_Required tasks_
a – From the bulleted list in the pkgstats CPE reporting thread, give every point that Ricardo Martincoski says his review covers.
b – Output everything in the pkgstats CPE reporting thread from "On 16-05-18 05:43, Ricardo" down to "apparently it isn't?", word for word.

_Provided text_
------------------------------
[Buildroot] [PATCH v4 5/5] support/scripts/pkgstats: add CPE reporting

Wed May 16 23:32:38 UTC 2018

 Hi Matt, Ricardo,

 I haven't been following things very closely so I may miss something entirely,
however...

On 16-05-18 05:43, Ricardo Martincoski wrote:
> Hello,
> 
> See below:
>  - an important typo to fix;
>  - some considerations about verbosity;
>  - a possible trivial patch to split from this one;
>  - some considerations about performance (to possibly run 2x or 4x faster, iff
>    we can make some assumptions about the XML).

 I thought the performance was completely dominated by the network, but
apparently it isn't?

 Oh, now I see, the set_cpe_info is in fact O(#cpe_packages *
#buildroot_packages), so 17 minutes is just 1ms for the inner loop, which
doesn't sound entirely unreasonable.

> I hope other people can give more input about the last three items above.
> 
> On Thu, May 10, 2018 at 03:58 PM, Matt Weber wrote:
> 
>> support/scripts/pkgstats: add CPE reporting
> 
> nit: support/scripts/pkg-stats: add CPE reporting
> 
> [snip]
>> +    def find_partial(self, cpe_str):
>> +        print("CPE: Searching for partial [%s]" % cpe_str)
> 
> This ...
> 
>> +        for cpe in self.all_cpes['cpe-list']['cpe-item']:
>> +            if cpe_str in cpe['cpe-23:cpe23-item']['@name']:
>> +                return cpe['cpe-23:cpe23-item']['@name']
>> +
>> +    def find(self, cpe_str):
>> +        print("CPE: Searching for [%s]" % cpe_str)
> 
> ... and this make the script very verbose.
> 
> It generates 4000+ lines to stdout when generating the html.
> Should we remove it from the final version?
------------------------------
_Provided data_
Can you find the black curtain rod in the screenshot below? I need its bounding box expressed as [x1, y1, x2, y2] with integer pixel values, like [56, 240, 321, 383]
------------------------------
_Solutions to the tasks_
a –
- an important typo to fix
- some considerations about verbosity
- a possible trivial patch to split from this one
- some considerations about performance (to possibly run 2x or 4x faster, iff we can make some assumptions about the XML)

b –
On 16-05-18 05:43, Ricardo Martincoski wrote:
> Hello,
> 
> See below:
>  - an important typo to fix;
>  - some considerations about verbosity;
>  - a possible trivial patch to split from this one;
>  - some considerations about performance (to possibly run 2x or 4x faster, iff
>    we can make some assumptions about the XML).

 I thought the performance was completely dominated by the network, but
apparently it isn't?